鳩山邦夫総務大臣が大臣を辞任しました。日本郵政の西川社長の人事を巡り,麻生総理と意見が合わなかったためなどとしております。
また,一部では,自民党離党をして新党を結成するのではないかなどとささやかれていますが,本人は明言を避けており,いずれにせよ,今後の衆議院議員選挙に大きな影響を及ぼすのではないかと言われております。
西郷になぞらえ「信念」強調=「正義」「潔さ」苦渋にじませ-総務相、辞表提出後に(時事通信) - goo ニュース
策士邦夫ですから,相当先のことまで読んだ上での言動のはず
この時期に総務大臣を辞任するとどういう影響を及ぼすかくらいは,鳩山氏であれば普通に分かっているはずです。したがって,単に感情では動いていません。
鳩山氏は何かと失言が多いことから,感情だけで動いていると思われがちですが,実はそうではありません。結構,計算した上で失言をしている場面があります(ただし,たまにつよぽん騒動の時のように計算ミスをするときがありますが。)。
では,今回はどのような計算を立てているでしょうか。
もちろん,究極の回答は「選挙で勝つ」ことですが,基本的には「自民党が勝つ」ことを念頭に置いています。
ならば,ここでの辞任は逆効果ではないかとも考えられますが,ここでのキーワードが「正義」なのです
今回,根拠はさておき,西川社長の留任を認めなかった自分の判断を「正しいもの」としたうえで,「正義はときに通じないことがある」など,「正義を守るための辞任」であることを強調しています。
つまり,ここでは,国民に対し,「正義を守ってほしい」とアピールしたことになります。
そして,ここで大切なのは,彼が仮想敵国に設定したのは,麻生総理でも小泉元総理でもなく,西川社長という「自民党以外の一般人」ということです。政治経済に詳しい人なら,西川社長を仮想敵国にすることは自民党議員として神経を疑うような行為と評価するでしょうが,くの一般有権者は,「大企業とつるんで郵便局の資産を安価で処分しようとした社長」と評価していますので,彼を仮想敵国にすることで,自民党は鬼ヶ島の鬼退治を始めた,と評価されやすくなります。
ただ,問題はここから。
このように有権者から評価されるためには,実際に西川社長を更迭しなければなりません。しかし,結論から言えば,なんやかんやあるので,ほぼ不可能です。鳩山氏だって,それくらいはよーく分かっています。

ラベル付けと領域分割のエントリ
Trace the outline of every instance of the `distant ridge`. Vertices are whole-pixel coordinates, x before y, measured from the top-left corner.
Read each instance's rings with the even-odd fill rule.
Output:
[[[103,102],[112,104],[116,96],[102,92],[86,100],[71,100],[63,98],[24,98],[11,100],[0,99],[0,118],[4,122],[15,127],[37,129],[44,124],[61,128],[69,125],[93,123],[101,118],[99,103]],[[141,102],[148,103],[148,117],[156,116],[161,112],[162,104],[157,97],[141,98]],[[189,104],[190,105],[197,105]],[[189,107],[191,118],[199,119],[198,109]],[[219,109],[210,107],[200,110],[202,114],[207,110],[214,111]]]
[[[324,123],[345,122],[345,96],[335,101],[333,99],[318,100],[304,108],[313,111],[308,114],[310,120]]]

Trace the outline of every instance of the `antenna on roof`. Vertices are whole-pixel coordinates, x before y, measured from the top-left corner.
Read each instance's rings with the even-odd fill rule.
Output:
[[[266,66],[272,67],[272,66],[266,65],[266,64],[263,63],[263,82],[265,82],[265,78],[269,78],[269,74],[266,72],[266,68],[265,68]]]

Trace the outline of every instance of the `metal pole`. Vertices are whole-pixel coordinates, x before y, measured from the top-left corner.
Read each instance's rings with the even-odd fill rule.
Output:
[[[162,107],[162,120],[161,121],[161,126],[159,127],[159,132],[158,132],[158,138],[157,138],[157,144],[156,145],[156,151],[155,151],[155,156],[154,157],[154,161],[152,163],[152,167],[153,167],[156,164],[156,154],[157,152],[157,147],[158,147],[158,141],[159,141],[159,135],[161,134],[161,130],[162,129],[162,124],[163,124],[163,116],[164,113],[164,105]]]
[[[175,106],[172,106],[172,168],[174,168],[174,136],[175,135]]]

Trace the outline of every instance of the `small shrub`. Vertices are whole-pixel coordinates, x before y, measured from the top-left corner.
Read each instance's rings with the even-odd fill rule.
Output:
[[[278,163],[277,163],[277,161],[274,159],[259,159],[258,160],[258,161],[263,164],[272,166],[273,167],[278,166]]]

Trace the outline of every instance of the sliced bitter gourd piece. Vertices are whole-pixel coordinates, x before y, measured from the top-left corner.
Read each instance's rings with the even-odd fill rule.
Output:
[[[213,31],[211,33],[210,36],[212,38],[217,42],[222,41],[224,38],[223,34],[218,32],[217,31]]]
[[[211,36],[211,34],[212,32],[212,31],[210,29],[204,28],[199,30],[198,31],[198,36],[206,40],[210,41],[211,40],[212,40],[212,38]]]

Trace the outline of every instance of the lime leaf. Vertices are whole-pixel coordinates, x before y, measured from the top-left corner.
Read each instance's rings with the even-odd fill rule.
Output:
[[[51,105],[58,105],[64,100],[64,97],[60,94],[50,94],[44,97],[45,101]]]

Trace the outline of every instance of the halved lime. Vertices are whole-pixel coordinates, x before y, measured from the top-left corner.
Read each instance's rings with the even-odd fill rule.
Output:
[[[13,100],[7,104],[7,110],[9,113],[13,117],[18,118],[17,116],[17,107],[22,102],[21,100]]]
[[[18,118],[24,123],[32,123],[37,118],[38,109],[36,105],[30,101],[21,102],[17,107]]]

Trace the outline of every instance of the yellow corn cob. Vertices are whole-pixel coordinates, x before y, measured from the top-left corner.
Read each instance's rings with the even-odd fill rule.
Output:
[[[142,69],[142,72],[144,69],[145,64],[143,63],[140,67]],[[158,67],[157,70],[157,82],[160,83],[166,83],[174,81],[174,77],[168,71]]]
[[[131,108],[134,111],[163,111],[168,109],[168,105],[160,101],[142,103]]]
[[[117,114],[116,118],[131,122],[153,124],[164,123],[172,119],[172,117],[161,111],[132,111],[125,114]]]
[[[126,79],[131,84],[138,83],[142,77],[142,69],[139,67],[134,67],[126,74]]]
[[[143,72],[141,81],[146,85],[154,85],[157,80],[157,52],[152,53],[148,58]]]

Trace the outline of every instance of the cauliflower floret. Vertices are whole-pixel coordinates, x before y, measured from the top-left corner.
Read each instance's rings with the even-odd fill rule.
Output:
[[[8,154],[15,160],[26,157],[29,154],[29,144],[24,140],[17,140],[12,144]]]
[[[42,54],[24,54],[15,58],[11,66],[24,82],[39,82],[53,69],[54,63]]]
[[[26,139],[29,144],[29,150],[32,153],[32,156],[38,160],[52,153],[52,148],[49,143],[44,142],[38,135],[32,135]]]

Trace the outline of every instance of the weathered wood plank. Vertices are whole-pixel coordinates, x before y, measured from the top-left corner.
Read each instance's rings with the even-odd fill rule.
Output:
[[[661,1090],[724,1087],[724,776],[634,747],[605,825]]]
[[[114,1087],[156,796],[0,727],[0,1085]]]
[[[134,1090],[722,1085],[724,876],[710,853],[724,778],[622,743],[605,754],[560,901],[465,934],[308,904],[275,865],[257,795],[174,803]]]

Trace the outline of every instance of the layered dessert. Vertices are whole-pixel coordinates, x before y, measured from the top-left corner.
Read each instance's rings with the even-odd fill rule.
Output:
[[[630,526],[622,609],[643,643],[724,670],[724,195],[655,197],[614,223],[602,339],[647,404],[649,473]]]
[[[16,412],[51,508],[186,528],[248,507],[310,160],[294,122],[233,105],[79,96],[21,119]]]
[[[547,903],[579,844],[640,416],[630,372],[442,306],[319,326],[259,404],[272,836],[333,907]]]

- **取り組む課題**:
1) 鳩山総務大臣の辞任についての文章で、鳩山氏が仮想敵国に設定したとされるのは誰か。
2) 鳩山総務大臣の辞任についての文章の続きを、最後の文の後から書け。
エントリは使わなくてよい。

- **回答**:
1) 日本郵政の西川社長。

2)
そこで,何を企んだかというと,「総裁選繰り上げ」です。選挙直前に自民党総裁選を行い,事実上麻生総理を辞めさせて,新たな総理を作るのです。
選挙直前の総裁選はかなりのインパクトになります。必然的に,有権者の関心もそこに集中します。ここで,自民党の政策(特に美味しい政策)をアピールしまくります。ただ,そこでのキーワード,それが「正義」になるのです。
反麻生の総裁選候補者には,「正義を貫く」をひたすら強調させるのです。端な話,政策の話なんていりません。とにかく,「日本の正義をまもりたい。」だけをふれ回ればよいのです。
あとは,麻生派も含めて根回しさせしておけば,総裁選はその候補者が勝ちます。
では,その候補者とは誰か?
一つは,鳩山邦夫氏自身が出ることも一応考えられます。この最大のメリットは,これで総理になれば,次の選挙は,「鳩鳩対決」となり,民主党のイメージを消せるという点が上げられます。
しかし,鳩山氏自身の有権者からの評判はいまいちなので,選挙の顔として不向きです。本人も,そのことくらい分かっています。したがって,これはないと思いますし,それを企んでいないでしょう。
逆に,鳩山氏は,離党カードをちらつかせることで,反麻生の票を取りまとめる裏方に回ると思います。
では,誰にターゲットを狙っているでしょうか。「正義」という単語が似合う人がいいわけですから,クリーンなイメージの人と,涙が似合う人がベストです。当然,信念がぐらついていないように見える人でなければなりません。したがって,郵政造反議員だとダメです。そして,最大の条件は,「鳩山氏のポチになれる」ということです。
・・・いないなあ・・。
石原氏あたりなら,イメージ的に「正義」がよく似合いますし,確実に東京都知事も「正義」を強調すると思います。しかし,石原氏のアキレス腱は,その父親です。都議会議員選挙において,民主党が勝つと,都知事の発言すら民主党は選挙の道具に使いかねませんから,ちょっと距離を置いた方がいい,ってことになります。
小池百合子氏なんかもいいのですが,なにしろ「政権と寝た女」などと揶揄されるくらいですから,「正義」が似合いませんし,そもそも小沢軍団とは真っ向勝負できません。
石破氏が微妙な位置です。彼の場合,防衛オタクなので,北朝鮮に対する「正義」の主張は有権者に高く評価されると思います。ただ,鳩山氏のポチにだけは絶対にならないでしょう。
鳩山氏が誰に対してどんなシナリオを作っているのか,さすがに分かりません。
あとは,究極のシナリオとして,「自民党仮装離党」は考えられます。まあ,平たく言えばかつての「新自由クラブ」を結成するのです。もちろん,選挙が終われば自民党と連立します。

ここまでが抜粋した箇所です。